**** Material shown ****

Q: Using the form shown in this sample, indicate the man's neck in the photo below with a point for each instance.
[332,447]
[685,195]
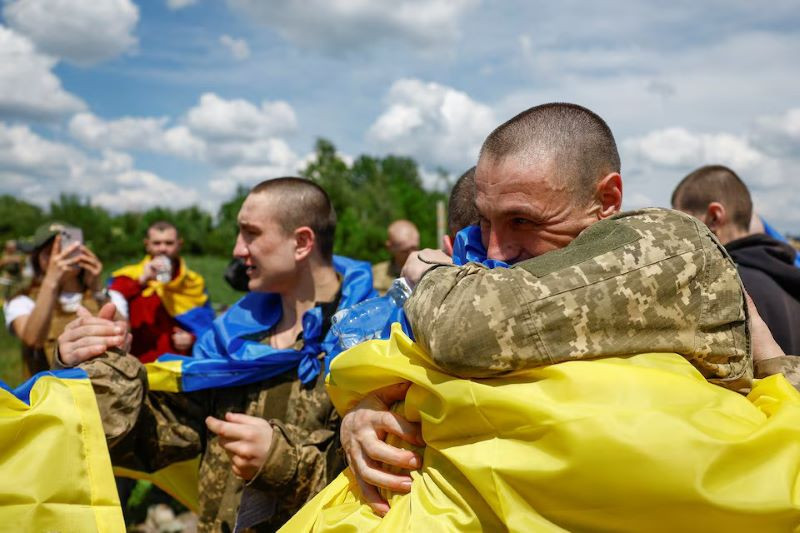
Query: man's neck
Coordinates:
[314,283]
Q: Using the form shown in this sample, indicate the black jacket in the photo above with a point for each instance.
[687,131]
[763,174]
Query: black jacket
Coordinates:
[767,269]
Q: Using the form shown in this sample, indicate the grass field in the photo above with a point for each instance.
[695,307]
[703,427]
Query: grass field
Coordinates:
[210,267]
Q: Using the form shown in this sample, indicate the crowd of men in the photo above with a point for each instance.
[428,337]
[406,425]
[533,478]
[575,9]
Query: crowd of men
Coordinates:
[546,194]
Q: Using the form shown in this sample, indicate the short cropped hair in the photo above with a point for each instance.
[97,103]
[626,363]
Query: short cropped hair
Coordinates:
[578,141]
[302,202]
[715,183]
[161,225]
[461,210]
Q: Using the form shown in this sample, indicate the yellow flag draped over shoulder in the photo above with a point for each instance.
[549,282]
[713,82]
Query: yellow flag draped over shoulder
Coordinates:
[55,472]
[623,444]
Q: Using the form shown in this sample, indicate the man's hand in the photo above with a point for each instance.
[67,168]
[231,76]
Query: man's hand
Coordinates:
[246,440]
[181,339]
[764,345]
[363,432]
[420,262]
[88,336]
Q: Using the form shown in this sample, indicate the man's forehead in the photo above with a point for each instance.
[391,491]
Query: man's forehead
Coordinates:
[162,234]
[257,209]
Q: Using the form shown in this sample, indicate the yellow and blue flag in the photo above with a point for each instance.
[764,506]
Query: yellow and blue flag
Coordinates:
[54,463]
[642,443]
[184,297]
[229,353]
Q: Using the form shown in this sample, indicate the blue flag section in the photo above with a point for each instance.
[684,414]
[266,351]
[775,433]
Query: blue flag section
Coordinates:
[230,353]
[468,248]
[777,235]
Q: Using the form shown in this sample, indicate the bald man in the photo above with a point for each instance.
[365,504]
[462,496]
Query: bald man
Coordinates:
[402,239]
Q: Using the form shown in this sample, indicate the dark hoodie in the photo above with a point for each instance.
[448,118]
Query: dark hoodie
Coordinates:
[767,269]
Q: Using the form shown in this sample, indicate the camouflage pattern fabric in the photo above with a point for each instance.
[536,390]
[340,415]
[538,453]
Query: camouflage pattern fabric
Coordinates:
[653,280]
[383,274]
[148,430]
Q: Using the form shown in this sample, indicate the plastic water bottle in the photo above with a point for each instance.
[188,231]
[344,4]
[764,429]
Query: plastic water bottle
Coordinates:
[366,320]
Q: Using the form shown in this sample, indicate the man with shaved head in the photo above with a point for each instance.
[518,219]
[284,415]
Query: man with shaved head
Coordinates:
[267,436]
[718,197]
[586,281]
[402,238]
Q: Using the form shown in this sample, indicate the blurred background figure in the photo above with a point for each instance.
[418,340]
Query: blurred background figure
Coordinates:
[402,239]
[165,302]
[66,276]
[720,199]
[12,263]
[461,210]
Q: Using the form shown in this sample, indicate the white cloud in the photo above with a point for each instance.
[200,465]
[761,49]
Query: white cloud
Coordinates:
[217,118]
[438,125]
[658,160]
[38,169]
[180,4]
[28,87]
[237,138]
[238,48]
[136,190]
[779,134]
[332,25]
[81,31]
[136,133]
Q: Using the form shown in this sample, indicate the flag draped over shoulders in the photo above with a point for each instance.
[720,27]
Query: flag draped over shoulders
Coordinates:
[642,443]
[230,352]
[56,471]
[184,297]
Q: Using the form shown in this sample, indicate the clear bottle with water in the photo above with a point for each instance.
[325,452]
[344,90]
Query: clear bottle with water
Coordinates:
[366,320]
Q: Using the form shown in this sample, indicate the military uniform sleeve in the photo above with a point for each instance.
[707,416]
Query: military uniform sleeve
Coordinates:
[646,281]
[302,460]
[145,430]
[788,365]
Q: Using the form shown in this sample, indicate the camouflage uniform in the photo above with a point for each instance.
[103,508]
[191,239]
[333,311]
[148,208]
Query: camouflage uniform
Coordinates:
[383,274]
[653,280]
[148,430]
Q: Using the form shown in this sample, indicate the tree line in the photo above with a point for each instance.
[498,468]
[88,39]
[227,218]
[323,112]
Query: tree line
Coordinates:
[367,195]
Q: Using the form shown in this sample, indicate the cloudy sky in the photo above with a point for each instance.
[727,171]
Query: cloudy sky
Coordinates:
[175,102]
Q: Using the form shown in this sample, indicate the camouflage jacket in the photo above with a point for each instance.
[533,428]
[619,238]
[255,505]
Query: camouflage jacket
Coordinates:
[652,280]
[383,274]
[148,430]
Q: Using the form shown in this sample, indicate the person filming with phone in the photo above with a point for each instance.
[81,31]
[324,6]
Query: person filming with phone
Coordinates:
[66,275]
[165,302]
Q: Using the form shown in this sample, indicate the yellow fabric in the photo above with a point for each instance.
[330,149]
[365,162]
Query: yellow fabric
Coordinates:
[182,294]
[56,472]
[625,444]
[179,480]
[164,375]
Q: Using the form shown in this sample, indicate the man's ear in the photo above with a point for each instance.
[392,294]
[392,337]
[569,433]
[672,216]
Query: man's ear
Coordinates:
[447,245]
[716,217]
[609,195]
[305,240]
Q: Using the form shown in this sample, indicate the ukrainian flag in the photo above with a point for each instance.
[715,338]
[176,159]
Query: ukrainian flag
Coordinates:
[230,354]
[55,468]
[642,443]
[184,297]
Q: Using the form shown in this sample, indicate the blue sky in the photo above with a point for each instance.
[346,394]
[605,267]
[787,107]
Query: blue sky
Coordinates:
[175,102]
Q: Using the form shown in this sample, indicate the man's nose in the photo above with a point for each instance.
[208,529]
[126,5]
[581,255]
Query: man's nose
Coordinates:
[500,248]
[239,249]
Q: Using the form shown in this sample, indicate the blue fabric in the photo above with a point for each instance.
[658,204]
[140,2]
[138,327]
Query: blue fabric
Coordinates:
[197,320]
[23,392]
[468,248]
[775,234]
[227,354]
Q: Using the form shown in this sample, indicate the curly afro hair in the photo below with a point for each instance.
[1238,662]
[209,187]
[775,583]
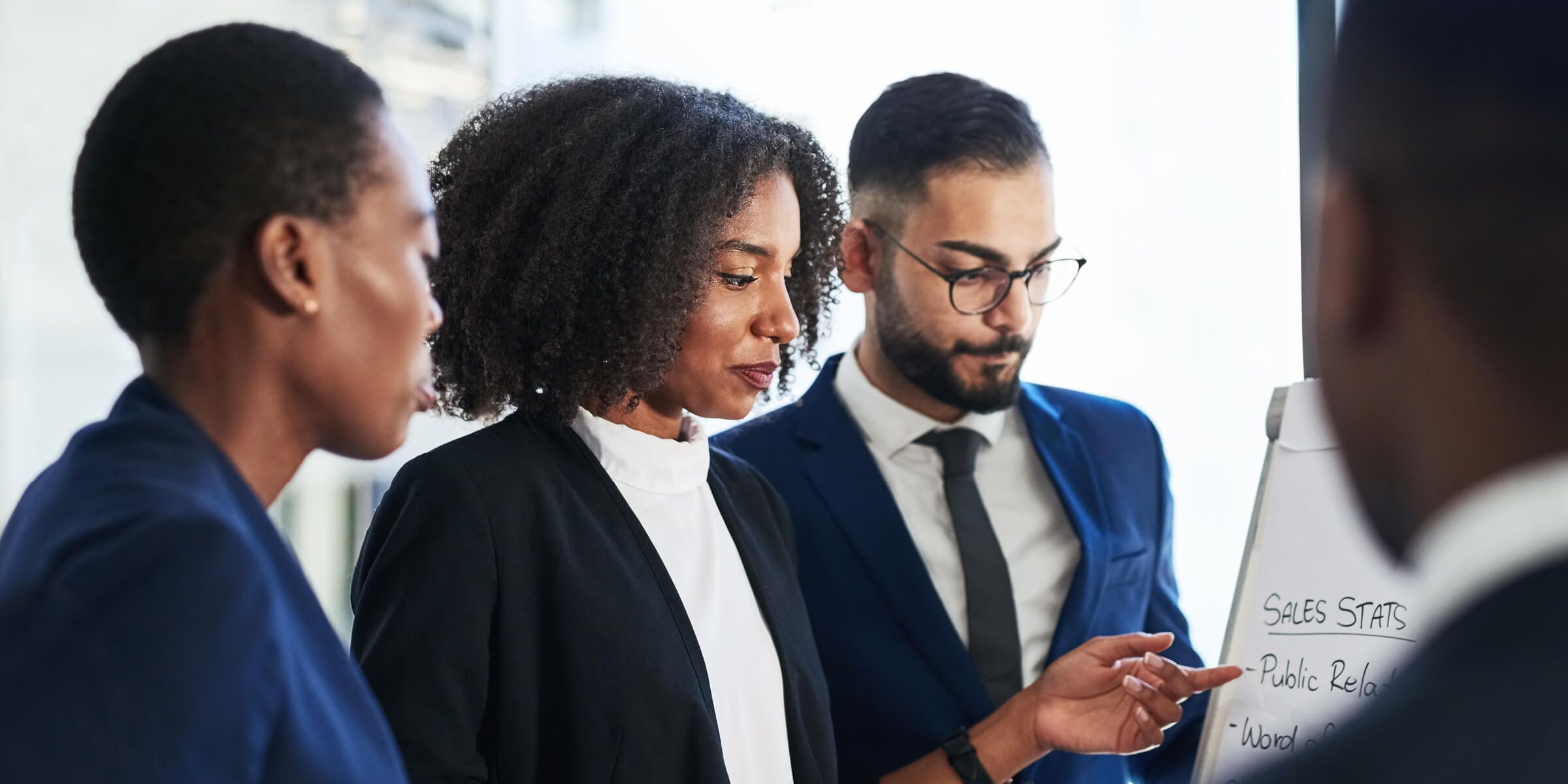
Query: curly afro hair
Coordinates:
[579,221]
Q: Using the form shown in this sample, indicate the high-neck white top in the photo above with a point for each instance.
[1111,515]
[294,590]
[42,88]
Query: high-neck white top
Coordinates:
[665,485]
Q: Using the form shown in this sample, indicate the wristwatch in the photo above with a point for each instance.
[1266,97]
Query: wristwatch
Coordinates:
[963,758]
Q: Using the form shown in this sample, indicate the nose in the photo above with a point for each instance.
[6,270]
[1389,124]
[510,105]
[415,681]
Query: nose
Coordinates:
[1015,314]
[777,319]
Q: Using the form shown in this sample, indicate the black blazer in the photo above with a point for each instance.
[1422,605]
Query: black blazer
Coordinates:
[518,626]
[1486,702]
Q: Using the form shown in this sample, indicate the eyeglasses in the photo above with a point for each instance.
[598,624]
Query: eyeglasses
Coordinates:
[974,292]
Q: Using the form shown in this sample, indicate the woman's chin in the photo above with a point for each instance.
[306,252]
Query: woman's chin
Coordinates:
[733,410]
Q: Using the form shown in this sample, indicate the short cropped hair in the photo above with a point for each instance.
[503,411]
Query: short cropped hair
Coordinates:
[201,142]
[927,124]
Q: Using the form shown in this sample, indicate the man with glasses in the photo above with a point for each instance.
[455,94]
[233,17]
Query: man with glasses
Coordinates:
[960,531]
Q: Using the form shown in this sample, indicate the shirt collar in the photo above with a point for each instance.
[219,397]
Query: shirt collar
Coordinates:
[1490,535]
[647,461]
[890,425]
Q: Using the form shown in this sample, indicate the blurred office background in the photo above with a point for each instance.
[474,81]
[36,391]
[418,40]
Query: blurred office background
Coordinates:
[1172,127]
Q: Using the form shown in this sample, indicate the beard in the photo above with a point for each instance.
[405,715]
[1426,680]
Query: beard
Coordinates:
[930,367]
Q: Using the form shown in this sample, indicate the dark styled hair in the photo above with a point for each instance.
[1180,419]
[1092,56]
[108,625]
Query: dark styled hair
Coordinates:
[579,223]
[201,142]
[1452,120]
[938,122]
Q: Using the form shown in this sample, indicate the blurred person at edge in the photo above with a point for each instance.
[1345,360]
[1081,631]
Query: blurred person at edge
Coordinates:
[259,228]
[1443,344]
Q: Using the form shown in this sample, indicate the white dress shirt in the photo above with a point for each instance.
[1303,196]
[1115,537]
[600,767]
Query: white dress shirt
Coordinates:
[1492,535]
[665,483]
[1037,538]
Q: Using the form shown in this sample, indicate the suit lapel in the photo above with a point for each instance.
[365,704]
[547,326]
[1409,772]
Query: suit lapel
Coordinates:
[852,488]
[766,590]
[610,504]
[1067,461]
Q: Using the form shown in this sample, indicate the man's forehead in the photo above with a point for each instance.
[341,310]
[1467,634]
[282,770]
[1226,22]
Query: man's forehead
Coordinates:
[988,204]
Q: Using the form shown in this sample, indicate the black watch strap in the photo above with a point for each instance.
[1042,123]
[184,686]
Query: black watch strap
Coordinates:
[963,758]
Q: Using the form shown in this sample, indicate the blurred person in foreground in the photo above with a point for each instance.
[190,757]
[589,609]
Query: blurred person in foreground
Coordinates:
[962,531]
[259,228]
[1443,338]
[585,590]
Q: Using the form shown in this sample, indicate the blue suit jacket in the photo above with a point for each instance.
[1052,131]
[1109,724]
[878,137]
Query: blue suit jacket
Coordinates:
[899,676]
[155,628]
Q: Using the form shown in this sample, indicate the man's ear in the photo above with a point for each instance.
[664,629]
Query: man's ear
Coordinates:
[861,248]
[289,257]
[1355,270]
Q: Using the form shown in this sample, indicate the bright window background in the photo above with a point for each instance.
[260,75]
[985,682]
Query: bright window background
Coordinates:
[1172,127]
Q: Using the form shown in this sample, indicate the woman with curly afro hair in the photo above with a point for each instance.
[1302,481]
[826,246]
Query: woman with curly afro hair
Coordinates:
[587,592]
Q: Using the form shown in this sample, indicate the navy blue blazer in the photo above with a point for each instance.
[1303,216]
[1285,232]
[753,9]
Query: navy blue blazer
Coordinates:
[155,628]
[1480,703]
[899,678]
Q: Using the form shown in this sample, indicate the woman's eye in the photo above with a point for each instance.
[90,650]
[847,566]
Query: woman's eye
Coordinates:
[738,281]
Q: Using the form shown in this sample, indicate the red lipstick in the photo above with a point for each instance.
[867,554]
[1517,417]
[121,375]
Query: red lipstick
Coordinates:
[758,375]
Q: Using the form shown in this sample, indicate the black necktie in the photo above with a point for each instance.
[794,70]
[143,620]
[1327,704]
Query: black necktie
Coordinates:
[988,590]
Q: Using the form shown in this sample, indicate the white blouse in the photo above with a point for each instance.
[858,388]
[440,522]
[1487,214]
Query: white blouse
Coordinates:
[665,483]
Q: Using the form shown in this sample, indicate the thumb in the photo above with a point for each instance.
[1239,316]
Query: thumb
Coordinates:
[1130,645]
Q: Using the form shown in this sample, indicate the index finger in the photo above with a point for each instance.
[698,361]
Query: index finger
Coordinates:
[1213,676]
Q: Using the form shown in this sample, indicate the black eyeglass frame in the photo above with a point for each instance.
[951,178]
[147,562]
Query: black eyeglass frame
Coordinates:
[953,278]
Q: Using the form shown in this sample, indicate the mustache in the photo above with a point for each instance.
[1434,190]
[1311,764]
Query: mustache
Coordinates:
[998,347]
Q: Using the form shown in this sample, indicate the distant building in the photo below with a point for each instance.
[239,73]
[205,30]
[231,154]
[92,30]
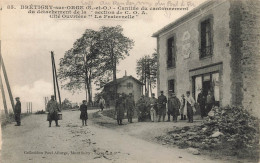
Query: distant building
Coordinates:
[126,84]
[215,47]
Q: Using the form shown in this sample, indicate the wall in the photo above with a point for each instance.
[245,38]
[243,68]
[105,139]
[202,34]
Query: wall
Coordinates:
[248,17]
[136,90]
[187,42]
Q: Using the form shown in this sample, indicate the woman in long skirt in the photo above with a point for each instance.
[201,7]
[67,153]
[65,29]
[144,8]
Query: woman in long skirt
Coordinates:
[84,112]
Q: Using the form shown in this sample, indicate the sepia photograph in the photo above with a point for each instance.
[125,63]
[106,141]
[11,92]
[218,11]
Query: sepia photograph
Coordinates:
[129,81]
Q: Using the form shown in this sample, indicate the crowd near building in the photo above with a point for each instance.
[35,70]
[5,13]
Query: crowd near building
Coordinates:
[214,47]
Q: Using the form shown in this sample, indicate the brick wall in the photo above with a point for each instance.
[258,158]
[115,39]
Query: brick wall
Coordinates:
[250,61]
[246,58]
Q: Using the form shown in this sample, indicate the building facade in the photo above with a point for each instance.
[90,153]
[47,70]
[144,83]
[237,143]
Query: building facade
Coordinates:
[215,47]
[126,85]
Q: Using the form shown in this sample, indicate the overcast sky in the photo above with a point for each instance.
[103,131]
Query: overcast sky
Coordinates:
[28,39]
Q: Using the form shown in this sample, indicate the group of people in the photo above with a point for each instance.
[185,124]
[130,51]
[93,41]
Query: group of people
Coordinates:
[147,108]
[157,109]
[184,107]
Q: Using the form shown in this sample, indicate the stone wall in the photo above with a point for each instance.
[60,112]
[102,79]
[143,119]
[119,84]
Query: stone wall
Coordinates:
[250,54]
[187,35]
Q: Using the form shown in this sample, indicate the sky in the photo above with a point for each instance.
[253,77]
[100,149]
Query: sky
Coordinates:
[28,39]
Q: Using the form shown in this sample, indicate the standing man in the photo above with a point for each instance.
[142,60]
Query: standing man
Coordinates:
[190,106]
[53,108]
[84,112]
[119,109]
[173,107]
[130,105]
[183,109]
[162,100]
[17,111]
[153,108]
[102,103]
[210,101]
[201,100]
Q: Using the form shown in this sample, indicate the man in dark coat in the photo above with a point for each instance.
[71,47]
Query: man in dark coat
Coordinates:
[162,100]
[53,108]
[120,109]
[130,105]
[210,101]
[84,112]
[173,107]
[153,108]
[17,111]
[201,100]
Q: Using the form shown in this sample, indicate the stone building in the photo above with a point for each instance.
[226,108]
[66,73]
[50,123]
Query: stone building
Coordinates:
[215,47]
[126,84]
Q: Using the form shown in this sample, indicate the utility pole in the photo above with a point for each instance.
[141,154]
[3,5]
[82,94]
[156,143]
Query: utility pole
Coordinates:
[2,66]
[55,78]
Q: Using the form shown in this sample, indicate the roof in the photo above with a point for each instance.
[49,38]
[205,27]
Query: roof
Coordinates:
[185,17]
[120,80]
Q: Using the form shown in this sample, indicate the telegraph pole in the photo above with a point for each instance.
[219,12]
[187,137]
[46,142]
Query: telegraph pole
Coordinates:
[2,66]
[55,78]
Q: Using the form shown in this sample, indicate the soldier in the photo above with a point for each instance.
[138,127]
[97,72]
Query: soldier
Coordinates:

****

The problem →
Render the lines above as a numbered list, running from the line that contains "Q: Using the form shown in this sample, indicate the telegraph" down through the last line, both ends included and blank lines omitted.

Full output →
1. Q: Using the form shown in this sample, indicate the telegraph pole in the photo above with a point for each instance.
2. [219,12]
3. [187,137]
4. [46,142]
5. Query: telegraph pole
6. Coordinates:
7. [2,66]
8. [55,78]
9. Q: Using the form shown in this sample, indicate the soldier in the photo above with a point for each instance.
10. [138,127]
11. [97,72]
12. Query: soldier
13. Coordinates:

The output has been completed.